EXERCISE DESCRIPTION: Pick out each line of the listing below that contains the string "texture", and copy those lines in order.

GIVEN ENTRIES:
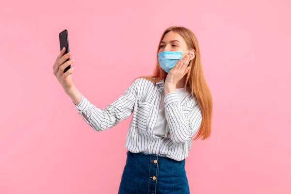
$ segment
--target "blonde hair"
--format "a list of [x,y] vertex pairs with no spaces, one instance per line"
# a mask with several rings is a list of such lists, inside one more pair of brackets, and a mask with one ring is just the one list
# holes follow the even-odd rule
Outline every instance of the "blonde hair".
[[[177,33],[185,40],[188,50],[194,49],[196,52],[195,58],[190,61],[191,67],[187,74],[185,88],[190,87],[192,94],[194,94],[199,101],[201,108],[202,120],[196,137],[193,139],[195,140],[201,138],[205,140],[209,138],[211,132],[212,124],[213,102],[210,90],[207,85],[202,69],[200,51],[199,44],[194,33],[184,27],[172,26],[167,29],[162,33],[158,47],[157,52],[157,63],[154,69],[153,75],[142,76],[138,78],[144,78],[154,83],[165,79],[167,73],[159,65],[158,61],[158,53],[160,50],[160,45],[164,36],[169,32]],[[194,95],[192,97],[194,97]]]

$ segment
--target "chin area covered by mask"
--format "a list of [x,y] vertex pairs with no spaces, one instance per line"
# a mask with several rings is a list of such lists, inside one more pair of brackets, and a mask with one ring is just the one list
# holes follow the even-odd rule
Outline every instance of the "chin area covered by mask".
[[160,66],[166,72],[169,73],[169,71],[175,66],[178,61],[182,59],[183,54],[185,52],[181,51],[162,51],[158,54],[159,64]]

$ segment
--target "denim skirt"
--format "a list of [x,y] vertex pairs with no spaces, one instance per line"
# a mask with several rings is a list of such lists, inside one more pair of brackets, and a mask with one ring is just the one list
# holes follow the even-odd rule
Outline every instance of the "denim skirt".
[[190,194],[185,160],[128,151],[119,194]]

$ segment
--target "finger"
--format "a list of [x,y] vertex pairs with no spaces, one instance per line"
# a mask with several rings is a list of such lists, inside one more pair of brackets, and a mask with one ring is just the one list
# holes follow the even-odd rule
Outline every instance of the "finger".
[[53,69],[54,72],[55,71],[56,66],[57,65],[58,65],[58,61],[64,55],[65,52],[65,48],[63,47],[62,50],[61,50],[61,52],[60,52],[60,53],[59,53],[59,55],[57,57],[56,61],[55,61],[55,63],[53,64],[53,65],[52,65],[52,69]]
[[61,50],[61,52],[60,52],[60,54],[59,54],[59,55],[58,55],[58,57],[57,57],[57,60],[60,59],[61,57],[62,57],[63,56],[63,55],[64,55],[64,54],[65,54],[65,50],[66,50],[66,48],[65,47],[64,47],[62,49],[62,50]]
[[70,52],[68,52],[65,55],[64,55],[61,58],[58,60],[58,65],[59,66],[62,65],[65,61],[71,57],[71,53]]
[[63,74],[63,75],[62,76],[63,77],[62,79],[64,80],[68,76],[69,76],[72,74],[72,73],[73,73],[73,71],[74,71],[74,67],[70,68],[69,69],[68,69],[67,71],[65,72],[65,73]]
[[62,65],[67,59],[71,57],[71,53],[69,52],[64,55],[60,59],[57,60],[53,67],[54,72],[55,72],[56,73],[57,73],[60,66]]
[[69,65],[73,64],[73,63],[74,59],[72,59],[70,61],[67,61],[65,63],[60,66],[60,67],[59,68],[58,71],[58,75],[59,76],[62,76],[63,74],[64,74],[64,70],[65,70],[65,69]]
[[191,67],[187,67],[186,68],[186,69],[185,69],[185,72],[184,72],[184,75],[185,75],[186,74],[187,74],[188,71],[189,71],[189,70],[190,69],[190,68],[191,68]]
[[187,54],[184,57],[184,59],[183,59],[183,62],[181,63],[181,65],[179,65],[180,68],[185,68],[189,63],[190,61],[190,56]]

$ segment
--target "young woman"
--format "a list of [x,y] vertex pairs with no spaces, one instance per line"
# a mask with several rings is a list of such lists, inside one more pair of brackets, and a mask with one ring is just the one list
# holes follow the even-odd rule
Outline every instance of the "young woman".
[[[126,164],[119,194],[189,194],[185,170],[192,140],[210,133],[212,97],[203,76],[198,41],[182,27],[163,33],[153,76],[133,81],[124,94],[107,107],[91,104],[64,69],[71,54],[63,49],[53,73],[84,121],[100,131],[133,116],[125,147]],[[197,132],[196,137],[193,135]]]

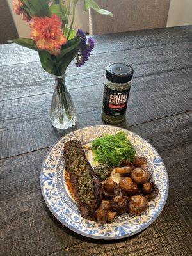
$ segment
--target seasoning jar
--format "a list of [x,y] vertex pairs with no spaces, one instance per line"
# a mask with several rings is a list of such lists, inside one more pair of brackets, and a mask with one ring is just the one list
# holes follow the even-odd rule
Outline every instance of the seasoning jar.
[[102,118],[110,124],[120,124],[125,118],[133,69],[124,63],[111,63],[106,70]]

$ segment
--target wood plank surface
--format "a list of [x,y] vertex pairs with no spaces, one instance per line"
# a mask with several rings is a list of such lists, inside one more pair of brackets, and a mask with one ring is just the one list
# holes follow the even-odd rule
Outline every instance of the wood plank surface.
[[[103,77],[106,67],[114,61],[132,65],[134,77],[191,68],[191,49],[192,43],[188,42],[91,55],[84,67],[77,68],[74,61],[68,67],[67,81],[74,84],[69,88],[79,87],[78,80],[83,86],[82,79],[87,79],[88,83]],[[50,92],[50,84],[53,84],[52,77],[43,70],[39,61],[0,67],[0,100],[47,93]],[[88,83],[84,83],[86,86]]]
[[51,125],[54,79],[38,54],[14,44],[0,45],[1,255],[192,254],[191,35],[188,26],[95,36],[89,61],[68,67],[67,86],[77,112],[74,128],[103,124],[106,65],[133,67],[126,121],[118,126],[148,141],[168,173],[168,198],[158,218],[141,233],[116,241],[77,235],[48,209],[40,187],[41,165],[50,147],[72,129]]
[[[93,36],[92,54],[191,40],[192,26]],[[9,60],[9,62],[6,61]],[[12,44],[0,45],[0,66],[36,61],[38,52]]]
[[177,255],[177,253],[180,253],[177,255],[187,255],[191,244],[189,236],[191,198],[188,197],[191,195],[188,166],[192,164],[192,148],[187,114],[179,116],[131,129],[148,140],[163,157],[170,178],[170,193],[166,208],[150,228],[131,239],[116,243],[101,243],[76,235],[49,212],[39,185],[41,164],[48,149],[1,160],[3,255]]
[[[135,79],[126,127],[188,111],[191,74],[191,69],[187,69]],[[103,123],[102,84],[72,89],[70,93],[77,113],[76,128]],[[52,93],[0,102],[1,158],[50,147],[61,136],[50,122],[51,97]]]

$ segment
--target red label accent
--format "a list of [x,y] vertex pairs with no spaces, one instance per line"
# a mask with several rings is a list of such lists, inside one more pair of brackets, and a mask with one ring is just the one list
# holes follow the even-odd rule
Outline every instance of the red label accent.
[[109,104],[109,107],[111,108],[124,108],[126,106],[126,104],[123,104],[123,105],[113,105],[113,104]]

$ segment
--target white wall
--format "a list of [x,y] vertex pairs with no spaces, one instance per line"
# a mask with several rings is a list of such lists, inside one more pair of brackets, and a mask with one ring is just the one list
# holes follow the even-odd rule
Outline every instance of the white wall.
[[[29,37],[30,31],[27,23],[22,20],[21,15],[17,15],[13,12],[12,0],[6,1],[12,10],[19,36],[20,38]],[[78,3],[74,28],[76,30],[78,28],[82,28],[83,30],[88,31],[88,13],[86,12],[82,15],[83,6],[83,1],[80,1]],[[192,0],[171,0],[167,26],[190,24],[192,24]]]

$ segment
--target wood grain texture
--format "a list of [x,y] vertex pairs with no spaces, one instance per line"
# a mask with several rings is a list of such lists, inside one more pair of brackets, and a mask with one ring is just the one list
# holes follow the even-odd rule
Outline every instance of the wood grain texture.
[[97,36],[89,62],[68,67],[67,84],[79,128],[103,124],[106,66],[115,61],[133,67],[127,118],[118,126],[148,140],[167,168],[170,192],[162,213],[141,233],[118,241],[77,235],[48,209],[40,188],[41,165],[49,147],[72,129],[56,131],[50,124],[54,81],[38,54],[15,44],[0,45],[1,255],[192,254],[191,33],[190,26]]
[[[187,69],[135,79],[126,127],[188,111],[191,74],[191,70]],[[70,90],[77,112],[76,128],[102,123],[103,86]],[[1,158],[50,147],[66,133],[56,132],[51,126],[51,97],[52,93],[0,102]]]
[[[84,67],[77,68],[74,61],[69,65],[67,81],[73,84],[69,88],[83,86],[84,83],[87,86],[90,80],[90,85],[95,84],[99,76],[104,77],[110,62],[131,65],[134,70],[134,77],[191,68],[191,42],[188,42],[91,55]],[[0,67],[0,100],[52,90],[53,78],[43,70],[40,61]]]
[[[191,141],[182,114],[132,127],[163,157],[170,179],[166,208],[132,238],[99,242],[76,235],[52,215],[41,195],[39,175],[48,149],[0,161],[0,237],[3,255],[187,255],[191,237]],[[182,175],[180,175],[182,173]],[[185,186],[183,186],[183,184]]]

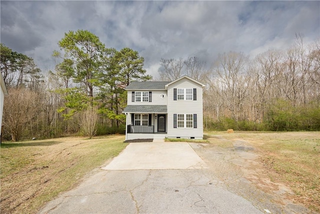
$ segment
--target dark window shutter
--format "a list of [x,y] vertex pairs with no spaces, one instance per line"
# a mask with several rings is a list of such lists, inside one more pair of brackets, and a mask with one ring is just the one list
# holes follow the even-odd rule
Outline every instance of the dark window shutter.
[[194,128],[196,128],[196,114],[194,114]]
[[131,124],[134,125],[134,114],[131,114]]
[[174,128],[176,128],[176,114],[174,114]]
[[174,100],[176,100],[176,88],[174,89]]

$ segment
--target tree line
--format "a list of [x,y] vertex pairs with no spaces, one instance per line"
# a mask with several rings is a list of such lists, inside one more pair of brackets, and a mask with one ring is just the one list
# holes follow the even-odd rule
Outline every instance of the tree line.
[[[2,123],[8,140],[90,137],[124,133],[124,88],[148,81],[144,59],[128,48],[107,48],[84,30],[70,31],[53,56],[59,61],[44,75],[34,60],[1,44],[1,72],[8,88]],[[287,50],[254,58],[220,54],[208,67],[197,56],[161,59],[157,80],[184,75],[204,83],[204,127],[210,130],[320,130],[320,42],[303,36]],[[211,63],[211,62],[210,62]]]
[[220,54],[210,68],[196,57],[161,60],[161,80],[187,75],[206,84],[204,127],[224,130],[320,130],[320,42],[301,34],[287,50],[250,58]]
[[85,30],[70,31],[54,56],[60,61],[46,76],[34,60],[1,44],[1,72],[9,95],[4,99],[4,137],[58,137],[80,133],[123,133],[124,88],[152,77],[144,59],[128,48],[106,48]]

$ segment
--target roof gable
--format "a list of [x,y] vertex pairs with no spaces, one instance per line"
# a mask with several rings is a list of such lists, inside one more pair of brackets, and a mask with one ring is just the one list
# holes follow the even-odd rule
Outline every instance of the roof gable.
[[168,87],[168,86],[169,86],[170,85],[171,85],[172,83],[175,83],[176,82],[178,82],[179,80],[182,80],[182,79],[184,78],[186,78],[188,80],[190,80],[190,81],[196,83],[197,84],[200,85],[202,87],[206,86],[206,85],[204,84],[203,83],[202,83],[199,81],[197,81],[196,80],[194,80],[194,79],[192,79],[192,78],[188,77],[188,76],[184,76],[183,77],[180,77],[179,79],[177,79],[176,80],[174,80],[174,81],[173,81],[172,82],[170,82],[169,83],[168,83],[168,84],[166,85],[166,89]]
[[165,90],[166,85],[170,82],[132,82],[126,90]]

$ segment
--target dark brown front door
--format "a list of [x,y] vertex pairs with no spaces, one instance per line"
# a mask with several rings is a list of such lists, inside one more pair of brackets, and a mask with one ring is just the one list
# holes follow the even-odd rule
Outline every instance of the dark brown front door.
[[166,132],[165,114],[158,114],[158,132]]

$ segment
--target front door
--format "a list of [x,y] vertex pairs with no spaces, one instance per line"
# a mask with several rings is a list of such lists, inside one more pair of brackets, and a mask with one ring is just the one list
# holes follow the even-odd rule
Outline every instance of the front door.
[[166,132],[165,114],[158,114],[158,132]]

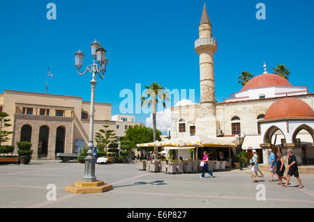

EXPECTED ANSWER:
--target wood grain texture
Outline every instance of the wood grain texture.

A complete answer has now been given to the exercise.